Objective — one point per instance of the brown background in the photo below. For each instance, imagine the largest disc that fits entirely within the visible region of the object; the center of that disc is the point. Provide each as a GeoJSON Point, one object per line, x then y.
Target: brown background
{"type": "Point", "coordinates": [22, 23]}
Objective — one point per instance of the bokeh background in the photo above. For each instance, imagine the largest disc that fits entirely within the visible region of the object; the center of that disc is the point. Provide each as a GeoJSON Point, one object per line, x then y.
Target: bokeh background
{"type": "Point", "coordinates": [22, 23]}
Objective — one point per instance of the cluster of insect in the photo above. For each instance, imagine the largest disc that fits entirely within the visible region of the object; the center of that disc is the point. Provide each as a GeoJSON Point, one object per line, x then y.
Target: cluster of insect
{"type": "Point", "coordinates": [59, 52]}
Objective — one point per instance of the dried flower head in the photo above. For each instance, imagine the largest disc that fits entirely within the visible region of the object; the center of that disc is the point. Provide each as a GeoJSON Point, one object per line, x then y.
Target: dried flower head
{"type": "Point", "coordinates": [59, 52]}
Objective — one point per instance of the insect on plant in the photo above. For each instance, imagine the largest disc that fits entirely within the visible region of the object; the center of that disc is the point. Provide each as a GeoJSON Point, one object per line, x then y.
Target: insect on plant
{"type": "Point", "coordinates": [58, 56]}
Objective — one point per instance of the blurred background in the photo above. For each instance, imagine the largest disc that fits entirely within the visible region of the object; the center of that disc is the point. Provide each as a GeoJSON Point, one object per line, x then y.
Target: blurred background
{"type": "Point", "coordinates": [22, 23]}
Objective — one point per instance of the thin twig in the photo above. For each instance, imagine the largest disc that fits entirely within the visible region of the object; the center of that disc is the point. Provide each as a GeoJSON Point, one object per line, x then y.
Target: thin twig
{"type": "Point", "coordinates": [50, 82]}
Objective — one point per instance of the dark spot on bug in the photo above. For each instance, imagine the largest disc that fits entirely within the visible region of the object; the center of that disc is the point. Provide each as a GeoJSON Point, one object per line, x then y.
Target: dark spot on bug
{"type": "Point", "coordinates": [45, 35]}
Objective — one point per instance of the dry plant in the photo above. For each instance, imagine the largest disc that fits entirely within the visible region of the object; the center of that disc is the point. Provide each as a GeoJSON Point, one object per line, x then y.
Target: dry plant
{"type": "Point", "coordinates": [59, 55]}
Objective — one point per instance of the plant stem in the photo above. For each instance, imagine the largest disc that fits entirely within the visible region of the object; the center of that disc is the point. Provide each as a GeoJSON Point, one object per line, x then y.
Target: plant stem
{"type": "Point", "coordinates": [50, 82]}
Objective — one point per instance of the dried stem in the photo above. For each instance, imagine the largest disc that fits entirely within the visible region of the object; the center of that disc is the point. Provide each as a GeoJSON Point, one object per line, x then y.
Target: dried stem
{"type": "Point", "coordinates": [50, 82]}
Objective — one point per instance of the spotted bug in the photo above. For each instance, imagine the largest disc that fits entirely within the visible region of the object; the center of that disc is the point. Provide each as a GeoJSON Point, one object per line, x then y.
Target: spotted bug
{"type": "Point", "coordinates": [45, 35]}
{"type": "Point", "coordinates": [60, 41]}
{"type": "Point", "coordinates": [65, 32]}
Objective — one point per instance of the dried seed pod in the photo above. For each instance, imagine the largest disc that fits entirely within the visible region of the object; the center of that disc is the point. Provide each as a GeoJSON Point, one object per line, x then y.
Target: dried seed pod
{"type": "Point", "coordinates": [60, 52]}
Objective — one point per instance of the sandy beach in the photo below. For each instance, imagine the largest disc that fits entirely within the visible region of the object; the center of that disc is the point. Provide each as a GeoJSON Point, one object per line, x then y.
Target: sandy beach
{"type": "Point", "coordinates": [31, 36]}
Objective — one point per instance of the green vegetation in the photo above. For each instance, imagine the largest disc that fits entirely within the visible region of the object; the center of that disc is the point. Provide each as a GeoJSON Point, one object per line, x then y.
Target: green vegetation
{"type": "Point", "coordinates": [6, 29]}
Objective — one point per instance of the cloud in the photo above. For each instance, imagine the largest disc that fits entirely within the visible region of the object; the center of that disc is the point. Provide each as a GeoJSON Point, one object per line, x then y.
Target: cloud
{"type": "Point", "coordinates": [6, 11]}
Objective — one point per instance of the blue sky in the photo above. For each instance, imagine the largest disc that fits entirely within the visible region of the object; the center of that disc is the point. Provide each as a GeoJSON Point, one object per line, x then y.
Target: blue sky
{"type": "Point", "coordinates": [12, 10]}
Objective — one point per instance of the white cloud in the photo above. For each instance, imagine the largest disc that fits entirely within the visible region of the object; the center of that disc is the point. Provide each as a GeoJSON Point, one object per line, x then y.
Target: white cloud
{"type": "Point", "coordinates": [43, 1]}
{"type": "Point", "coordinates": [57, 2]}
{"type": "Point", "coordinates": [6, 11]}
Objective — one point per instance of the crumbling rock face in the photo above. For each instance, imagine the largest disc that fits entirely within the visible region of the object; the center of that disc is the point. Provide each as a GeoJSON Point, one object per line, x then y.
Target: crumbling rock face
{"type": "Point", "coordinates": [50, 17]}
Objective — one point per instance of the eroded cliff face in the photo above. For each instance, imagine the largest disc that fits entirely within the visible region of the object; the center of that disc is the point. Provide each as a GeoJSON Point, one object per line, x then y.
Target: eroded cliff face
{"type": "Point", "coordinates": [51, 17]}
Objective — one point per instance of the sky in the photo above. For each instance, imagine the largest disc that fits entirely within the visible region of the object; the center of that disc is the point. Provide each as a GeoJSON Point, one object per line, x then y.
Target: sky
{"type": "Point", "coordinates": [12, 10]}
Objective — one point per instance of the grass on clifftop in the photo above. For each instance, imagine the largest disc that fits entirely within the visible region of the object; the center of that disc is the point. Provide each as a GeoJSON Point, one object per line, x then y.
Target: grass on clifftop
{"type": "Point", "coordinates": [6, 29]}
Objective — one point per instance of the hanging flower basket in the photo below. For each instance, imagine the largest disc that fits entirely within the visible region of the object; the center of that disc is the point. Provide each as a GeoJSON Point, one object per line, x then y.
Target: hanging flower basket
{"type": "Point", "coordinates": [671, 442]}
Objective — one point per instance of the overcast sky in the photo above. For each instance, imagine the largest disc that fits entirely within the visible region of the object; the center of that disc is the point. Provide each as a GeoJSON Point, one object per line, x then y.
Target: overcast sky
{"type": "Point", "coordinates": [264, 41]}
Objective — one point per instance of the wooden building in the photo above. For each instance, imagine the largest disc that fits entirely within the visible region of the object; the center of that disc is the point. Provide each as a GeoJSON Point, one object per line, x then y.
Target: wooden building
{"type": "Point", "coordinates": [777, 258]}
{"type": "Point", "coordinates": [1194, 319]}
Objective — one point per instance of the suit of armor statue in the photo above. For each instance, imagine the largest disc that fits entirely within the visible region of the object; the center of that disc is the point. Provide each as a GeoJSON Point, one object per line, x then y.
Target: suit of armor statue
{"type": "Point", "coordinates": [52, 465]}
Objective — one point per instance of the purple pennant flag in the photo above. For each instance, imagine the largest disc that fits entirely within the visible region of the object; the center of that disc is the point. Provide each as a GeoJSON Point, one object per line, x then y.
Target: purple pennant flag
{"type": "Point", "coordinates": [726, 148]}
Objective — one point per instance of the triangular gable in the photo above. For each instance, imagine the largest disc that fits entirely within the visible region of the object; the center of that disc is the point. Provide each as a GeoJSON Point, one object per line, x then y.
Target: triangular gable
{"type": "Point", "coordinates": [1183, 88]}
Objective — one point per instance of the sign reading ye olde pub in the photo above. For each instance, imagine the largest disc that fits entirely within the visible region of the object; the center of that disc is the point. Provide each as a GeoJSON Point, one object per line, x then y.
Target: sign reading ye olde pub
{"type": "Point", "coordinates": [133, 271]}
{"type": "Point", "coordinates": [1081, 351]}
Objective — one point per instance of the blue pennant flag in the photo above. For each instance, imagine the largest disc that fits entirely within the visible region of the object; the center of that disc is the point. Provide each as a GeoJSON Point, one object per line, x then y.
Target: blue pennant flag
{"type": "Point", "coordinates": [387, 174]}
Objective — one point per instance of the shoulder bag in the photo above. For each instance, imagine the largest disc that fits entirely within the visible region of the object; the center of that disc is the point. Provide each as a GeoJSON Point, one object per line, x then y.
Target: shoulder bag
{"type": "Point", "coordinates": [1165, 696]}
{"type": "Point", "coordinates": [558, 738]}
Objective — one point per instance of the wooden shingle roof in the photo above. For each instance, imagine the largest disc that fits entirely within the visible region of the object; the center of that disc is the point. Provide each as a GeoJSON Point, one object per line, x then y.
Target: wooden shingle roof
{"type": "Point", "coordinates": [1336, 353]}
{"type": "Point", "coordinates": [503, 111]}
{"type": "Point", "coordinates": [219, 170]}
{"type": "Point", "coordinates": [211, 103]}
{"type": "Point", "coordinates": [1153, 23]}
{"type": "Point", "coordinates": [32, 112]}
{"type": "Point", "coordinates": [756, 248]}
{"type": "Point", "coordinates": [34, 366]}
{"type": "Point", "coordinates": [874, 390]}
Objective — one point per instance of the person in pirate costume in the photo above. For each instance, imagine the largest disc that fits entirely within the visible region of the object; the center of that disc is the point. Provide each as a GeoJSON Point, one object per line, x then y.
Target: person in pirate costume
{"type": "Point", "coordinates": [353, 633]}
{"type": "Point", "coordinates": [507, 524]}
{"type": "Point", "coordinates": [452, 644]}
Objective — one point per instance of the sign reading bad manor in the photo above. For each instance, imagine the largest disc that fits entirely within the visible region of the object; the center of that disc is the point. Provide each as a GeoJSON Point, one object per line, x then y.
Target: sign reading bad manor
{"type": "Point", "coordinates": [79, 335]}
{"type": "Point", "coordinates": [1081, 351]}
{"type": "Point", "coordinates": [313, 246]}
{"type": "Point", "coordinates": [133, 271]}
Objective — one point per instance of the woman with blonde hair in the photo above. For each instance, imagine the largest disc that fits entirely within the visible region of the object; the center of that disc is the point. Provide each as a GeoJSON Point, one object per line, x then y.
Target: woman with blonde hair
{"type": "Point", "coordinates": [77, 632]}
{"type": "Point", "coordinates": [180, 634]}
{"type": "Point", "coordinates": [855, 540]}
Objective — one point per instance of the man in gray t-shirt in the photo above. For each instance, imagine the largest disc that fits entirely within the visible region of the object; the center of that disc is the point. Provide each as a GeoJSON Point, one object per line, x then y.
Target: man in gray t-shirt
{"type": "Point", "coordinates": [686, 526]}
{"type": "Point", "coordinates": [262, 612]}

**Aim of the task**
In this exercise, copy only the lines from the opening line of the material through the line where "Objective — one point per instance of the bokeh" appears.

**Answer**
Objective — one point per instance of the brown background in the photo below. For each instance, imagine the largest disc that fits entirely within the visible region of the object; the center of that disc is the point. Provide each as a GeoJSON Point, one object per line, x then y.
Target: brown background
{"type": "Point", "coordinates": [22, 23]}
Objective — one point per instance of the bokeh background in the photo above. For each instance, imagine the largest disc that fits entirely within the visible region of the object; the center of that disc is the point. Provide each as a GeoJSON Point, one object per line, x then y.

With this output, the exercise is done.